--- begin DATASET ENTRIES ---
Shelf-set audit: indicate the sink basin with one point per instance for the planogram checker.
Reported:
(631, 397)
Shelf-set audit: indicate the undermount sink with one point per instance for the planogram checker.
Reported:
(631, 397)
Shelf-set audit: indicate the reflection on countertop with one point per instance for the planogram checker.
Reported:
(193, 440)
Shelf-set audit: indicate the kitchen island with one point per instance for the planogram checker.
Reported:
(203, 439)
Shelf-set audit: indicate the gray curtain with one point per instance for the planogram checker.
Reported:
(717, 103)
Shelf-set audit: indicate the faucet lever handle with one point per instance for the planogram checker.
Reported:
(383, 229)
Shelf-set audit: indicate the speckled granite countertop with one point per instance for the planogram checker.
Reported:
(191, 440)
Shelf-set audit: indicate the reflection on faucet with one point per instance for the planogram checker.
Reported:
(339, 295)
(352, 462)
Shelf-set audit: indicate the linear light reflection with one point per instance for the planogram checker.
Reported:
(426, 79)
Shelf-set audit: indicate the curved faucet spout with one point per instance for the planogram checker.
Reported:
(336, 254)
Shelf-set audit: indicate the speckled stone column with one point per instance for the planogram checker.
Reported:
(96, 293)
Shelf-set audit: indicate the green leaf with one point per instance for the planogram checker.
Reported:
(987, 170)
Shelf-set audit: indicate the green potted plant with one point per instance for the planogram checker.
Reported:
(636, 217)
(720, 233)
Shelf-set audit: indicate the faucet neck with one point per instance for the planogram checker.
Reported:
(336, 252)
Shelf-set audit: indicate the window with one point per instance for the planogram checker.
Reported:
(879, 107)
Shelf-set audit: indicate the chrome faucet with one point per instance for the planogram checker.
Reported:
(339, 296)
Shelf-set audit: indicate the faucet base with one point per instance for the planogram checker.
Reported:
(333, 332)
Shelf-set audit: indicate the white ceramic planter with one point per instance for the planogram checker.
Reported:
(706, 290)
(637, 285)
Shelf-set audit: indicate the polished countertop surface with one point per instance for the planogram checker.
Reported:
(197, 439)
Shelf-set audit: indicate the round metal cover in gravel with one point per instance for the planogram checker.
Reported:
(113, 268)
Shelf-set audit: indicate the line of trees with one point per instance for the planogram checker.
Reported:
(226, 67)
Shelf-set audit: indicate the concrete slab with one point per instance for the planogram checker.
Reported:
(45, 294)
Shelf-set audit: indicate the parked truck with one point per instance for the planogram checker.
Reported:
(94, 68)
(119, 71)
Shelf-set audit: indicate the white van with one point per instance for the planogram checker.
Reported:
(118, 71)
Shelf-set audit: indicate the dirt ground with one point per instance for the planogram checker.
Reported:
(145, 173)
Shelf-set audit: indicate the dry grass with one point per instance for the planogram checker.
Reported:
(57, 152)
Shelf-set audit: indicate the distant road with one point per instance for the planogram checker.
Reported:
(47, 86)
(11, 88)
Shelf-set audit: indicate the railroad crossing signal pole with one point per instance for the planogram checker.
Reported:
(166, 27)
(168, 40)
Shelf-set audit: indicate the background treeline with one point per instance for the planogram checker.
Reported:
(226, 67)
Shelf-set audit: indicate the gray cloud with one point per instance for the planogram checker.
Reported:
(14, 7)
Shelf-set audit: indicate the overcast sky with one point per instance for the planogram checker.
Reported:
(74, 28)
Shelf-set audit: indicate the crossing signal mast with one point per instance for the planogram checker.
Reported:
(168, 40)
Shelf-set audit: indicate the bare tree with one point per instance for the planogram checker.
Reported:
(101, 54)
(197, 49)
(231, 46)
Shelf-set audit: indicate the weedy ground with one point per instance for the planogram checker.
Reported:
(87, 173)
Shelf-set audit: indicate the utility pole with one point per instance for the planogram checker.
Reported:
--- end DATASET ENTRIES ---
REQUIREMENT —
Rewrite only the lines from the one containing "Shelf-set audit: indicate the overcast" through the end of the listing, requests included, and raise each coordinate in the reported points by 65.

SOLUTION TO THIS EXERCISE —
Shelf-set audit: indicate the overcast sky with one point per instance for the planogram checker.
Reported:
(139, 93)
Shelf-set audit: indicate the crossing signal mast with one point per instance for the planogram checker.
Reported:
(233, 105)
Shelf-set audit: indicate the bare tree with one point per instance for the planogram checker.
Reported:
(166, 119)
(262, 114)
(296, 111)
Shelf-set audit: indicate the weedy ground with one point per instance for the planogram checker.
Reported:
(152, 238)
Shelf-set audit: indicate the utility pole with one point per instance for the planogram checker.
Reported:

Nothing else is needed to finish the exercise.